**WHAT YOU SHOULD DO:**
Please pull every line containing the word "siding" out of the material below and list those lines unchanged.

---- THE RECORDS

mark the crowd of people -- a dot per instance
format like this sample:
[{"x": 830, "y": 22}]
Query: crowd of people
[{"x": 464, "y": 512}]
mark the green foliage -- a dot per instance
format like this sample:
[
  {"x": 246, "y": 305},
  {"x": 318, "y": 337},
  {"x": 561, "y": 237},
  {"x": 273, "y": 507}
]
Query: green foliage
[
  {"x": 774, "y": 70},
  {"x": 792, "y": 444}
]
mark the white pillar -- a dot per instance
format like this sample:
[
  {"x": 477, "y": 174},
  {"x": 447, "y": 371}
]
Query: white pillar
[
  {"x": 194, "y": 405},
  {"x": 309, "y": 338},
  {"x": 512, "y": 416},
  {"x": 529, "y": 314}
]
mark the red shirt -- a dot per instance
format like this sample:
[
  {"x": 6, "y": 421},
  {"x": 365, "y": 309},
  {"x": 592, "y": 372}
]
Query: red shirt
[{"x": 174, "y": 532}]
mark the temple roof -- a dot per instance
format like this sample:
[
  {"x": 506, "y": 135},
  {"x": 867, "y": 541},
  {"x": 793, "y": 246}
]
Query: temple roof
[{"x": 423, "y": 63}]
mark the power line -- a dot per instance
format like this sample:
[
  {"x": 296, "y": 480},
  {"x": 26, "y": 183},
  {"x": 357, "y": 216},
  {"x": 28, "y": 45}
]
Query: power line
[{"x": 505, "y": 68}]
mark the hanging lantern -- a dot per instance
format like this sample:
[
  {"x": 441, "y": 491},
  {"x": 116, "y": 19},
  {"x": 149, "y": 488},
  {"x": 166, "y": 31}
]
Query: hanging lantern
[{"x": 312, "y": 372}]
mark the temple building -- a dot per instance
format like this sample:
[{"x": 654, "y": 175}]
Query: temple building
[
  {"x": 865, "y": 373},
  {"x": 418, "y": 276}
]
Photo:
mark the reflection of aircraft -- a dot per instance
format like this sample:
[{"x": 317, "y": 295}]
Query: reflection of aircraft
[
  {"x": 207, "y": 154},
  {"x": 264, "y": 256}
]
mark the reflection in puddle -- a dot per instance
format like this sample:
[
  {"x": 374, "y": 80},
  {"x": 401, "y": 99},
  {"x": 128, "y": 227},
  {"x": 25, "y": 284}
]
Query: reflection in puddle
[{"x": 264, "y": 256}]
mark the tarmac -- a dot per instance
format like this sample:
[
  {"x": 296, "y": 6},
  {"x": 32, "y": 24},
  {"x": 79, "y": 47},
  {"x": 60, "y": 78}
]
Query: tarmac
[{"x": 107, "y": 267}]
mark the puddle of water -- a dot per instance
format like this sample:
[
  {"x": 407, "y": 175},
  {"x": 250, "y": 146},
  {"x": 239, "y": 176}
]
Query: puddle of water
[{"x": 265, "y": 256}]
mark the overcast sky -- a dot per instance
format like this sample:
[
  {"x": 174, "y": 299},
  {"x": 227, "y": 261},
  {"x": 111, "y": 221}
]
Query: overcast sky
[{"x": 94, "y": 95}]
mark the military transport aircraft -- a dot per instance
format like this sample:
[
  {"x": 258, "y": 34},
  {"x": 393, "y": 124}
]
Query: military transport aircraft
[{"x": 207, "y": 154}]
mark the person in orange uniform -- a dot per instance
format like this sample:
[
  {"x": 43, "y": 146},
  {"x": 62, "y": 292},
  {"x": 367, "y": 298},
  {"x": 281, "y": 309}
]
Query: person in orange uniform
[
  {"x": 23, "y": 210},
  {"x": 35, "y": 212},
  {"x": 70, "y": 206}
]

--------
---- THE RECORDS

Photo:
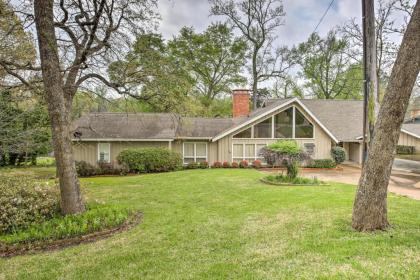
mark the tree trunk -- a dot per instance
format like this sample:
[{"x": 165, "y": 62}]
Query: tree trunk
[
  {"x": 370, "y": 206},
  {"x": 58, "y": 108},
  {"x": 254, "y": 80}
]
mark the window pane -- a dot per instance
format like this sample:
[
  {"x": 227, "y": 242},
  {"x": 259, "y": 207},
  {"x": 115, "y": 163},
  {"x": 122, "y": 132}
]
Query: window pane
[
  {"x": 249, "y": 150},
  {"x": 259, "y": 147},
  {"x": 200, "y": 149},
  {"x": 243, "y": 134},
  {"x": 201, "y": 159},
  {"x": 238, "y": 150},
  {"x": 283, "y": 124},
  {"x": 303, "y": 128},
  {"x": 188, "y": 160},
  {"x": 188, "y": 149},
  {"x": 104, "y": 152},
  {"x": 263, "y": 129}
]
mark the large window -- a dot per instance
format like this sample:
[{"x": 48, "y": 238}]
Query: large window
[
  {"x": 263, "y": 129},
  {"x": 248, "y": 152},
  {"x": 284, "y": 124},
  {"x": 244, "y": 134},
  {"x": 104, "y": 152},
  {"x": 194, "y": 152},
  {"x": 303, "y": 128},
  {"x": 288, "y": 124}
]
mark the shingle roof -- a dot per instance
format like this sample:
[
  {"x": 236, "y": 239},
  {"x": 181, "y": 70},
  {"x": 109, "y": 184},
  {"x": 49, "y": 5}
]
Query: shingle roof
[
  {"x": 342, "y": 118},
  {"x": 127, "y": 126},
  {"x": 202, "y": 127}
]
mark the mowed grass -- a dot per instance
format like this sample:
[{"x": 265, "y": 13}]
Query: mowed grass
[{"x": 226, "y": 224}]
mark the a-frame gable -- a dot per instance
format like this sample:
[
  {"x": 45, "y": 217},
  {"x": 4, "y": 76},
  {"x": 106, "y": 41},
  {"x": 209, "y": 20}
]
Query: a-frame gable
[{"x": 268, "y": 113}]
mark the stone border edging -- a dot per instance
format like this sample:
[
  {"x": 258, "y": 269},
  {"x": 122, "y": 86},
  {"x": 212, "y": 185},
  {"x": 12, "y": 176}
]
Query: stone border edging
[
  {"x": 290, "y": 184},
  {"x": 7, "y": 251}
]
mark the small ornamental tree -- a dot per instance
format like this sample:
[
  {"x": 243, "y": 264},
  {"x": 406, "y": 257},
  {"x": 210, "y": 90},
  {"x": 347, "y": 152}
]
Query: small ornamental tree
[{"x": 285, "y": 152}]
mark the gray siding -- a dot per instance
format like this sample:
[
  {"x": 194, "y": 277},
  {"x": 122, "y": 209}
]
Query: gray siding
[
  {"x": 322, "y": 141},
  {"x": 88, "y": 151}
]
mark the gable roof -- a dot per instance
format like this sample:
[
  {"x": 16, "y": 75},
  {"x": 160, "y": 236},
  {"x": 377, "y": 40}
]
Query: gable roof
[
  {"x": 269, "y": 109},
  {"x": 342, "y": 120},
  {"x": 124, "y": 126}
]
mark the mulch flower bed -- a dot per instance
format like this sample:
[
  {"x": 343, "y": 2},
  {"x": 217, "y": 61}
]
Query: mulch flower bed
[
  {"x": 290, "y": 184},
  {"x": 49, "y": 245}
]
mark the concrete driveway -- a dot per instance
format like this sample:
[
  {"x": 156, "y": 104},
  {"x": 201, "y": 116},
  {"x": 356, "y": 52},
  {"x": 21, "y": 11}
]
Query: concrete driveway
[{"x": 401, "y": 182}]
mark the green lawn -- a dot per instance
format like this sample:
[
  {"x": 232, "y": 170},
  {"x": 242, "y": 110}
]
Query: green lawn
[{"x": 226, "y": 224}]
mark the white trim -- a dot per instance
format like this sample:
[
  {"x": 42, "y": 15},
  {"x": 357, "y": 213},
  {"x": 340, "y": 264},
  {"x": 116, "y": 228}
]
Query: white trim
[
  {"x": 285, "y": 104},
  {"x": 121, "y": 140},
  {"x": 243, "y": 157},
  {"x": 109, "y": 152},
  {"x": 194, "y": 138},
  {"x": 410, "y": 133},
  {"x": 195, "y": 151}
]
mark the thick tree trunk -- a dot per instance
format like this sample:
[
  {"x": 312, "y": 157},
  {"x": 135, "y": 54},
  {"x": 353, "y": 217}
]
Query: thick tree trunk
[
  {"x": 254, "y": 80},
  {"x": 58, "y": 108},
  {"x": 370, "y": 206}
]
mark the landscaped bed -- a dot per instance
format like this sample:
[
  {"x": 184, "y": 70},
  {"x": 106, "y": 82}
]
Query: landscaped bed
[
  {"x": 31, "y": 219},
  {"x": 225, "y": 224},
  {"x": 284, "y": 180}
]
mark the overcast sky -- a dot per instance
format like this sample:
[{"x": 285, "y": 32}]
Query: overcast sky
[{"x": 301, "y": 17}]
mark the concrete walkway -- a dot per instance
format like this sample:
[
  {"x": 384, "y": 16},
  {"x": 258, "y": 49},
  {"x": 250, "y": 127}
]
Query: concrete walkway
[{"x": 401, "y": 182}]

--------
---- THE RECORDS

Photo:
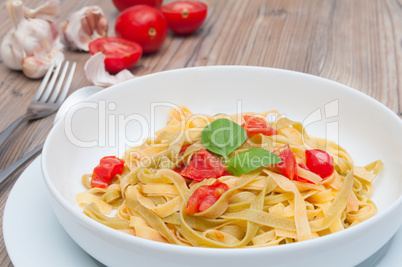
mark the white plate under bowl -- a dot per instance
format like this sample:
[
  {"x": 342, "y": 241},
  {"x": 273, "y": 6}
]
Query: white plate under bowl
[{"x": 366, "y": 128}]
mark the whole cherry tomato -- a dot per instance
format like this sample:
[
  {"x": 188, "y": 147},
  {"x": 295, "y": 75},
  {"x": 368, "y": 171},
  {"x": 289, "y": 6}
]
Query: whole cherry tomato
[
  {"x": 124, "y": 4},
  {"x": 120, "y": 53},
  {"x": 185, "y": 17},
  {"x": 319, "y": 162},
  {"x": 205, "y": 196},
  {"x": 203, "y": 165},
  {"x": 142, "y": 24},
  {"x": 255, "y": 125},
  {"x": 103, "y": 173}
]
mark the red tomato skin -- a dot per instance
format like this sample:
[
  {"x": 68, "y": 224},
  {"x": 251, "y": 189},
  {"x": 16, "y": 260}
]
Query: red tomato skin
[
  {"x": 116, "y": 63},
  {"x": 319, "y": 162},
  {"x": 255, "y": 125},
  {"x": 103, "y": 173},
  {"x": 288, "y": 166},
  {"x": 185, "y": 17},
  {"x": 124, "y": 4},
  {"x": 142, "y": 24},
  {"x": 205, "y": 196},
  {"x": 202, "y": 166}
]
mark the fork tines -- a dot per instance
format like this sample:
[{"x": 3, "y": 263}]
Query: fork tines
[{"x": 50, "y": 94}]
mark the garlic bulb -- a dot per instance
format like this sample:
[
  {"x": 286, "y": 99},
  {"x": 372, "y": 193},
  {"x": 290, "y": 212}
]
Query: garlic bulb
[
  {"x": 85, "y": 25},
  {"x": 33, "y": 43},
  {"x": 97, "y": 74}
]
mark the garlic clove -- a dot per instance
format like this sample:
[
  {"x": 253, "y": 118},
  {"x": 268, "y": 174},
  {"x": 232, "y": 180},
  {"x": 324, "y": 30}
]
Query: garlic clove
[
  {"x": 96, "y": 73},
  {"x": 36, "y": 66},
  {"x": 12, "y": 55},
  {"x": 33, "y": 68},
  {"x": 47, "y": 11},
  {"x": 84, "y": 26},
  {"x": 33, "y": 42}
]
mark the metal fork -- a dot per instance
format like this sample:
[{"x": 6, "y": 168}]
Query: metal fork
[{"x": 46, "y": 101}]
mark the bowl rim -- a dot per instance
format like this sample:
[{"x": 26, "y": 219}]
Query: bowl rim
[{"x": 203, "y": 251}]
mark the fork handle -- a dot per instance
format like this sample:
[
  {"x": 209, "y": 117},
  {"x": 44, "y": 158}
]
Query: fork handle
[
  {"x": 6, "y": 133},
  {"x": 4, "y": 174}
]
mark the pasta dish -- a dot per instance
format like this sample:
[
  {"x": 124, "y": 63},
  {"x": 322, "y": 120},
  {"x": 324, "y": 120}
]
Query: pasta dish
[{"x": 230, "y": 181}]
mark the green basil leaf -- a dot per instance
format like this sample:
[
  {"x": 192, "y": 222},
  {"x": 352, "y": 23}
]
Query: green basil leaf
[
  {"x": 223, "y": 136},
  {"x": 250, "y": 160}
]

--------

**TASK ANSWER:**
mark the gray siding -- a dot per instance
Query: gray siding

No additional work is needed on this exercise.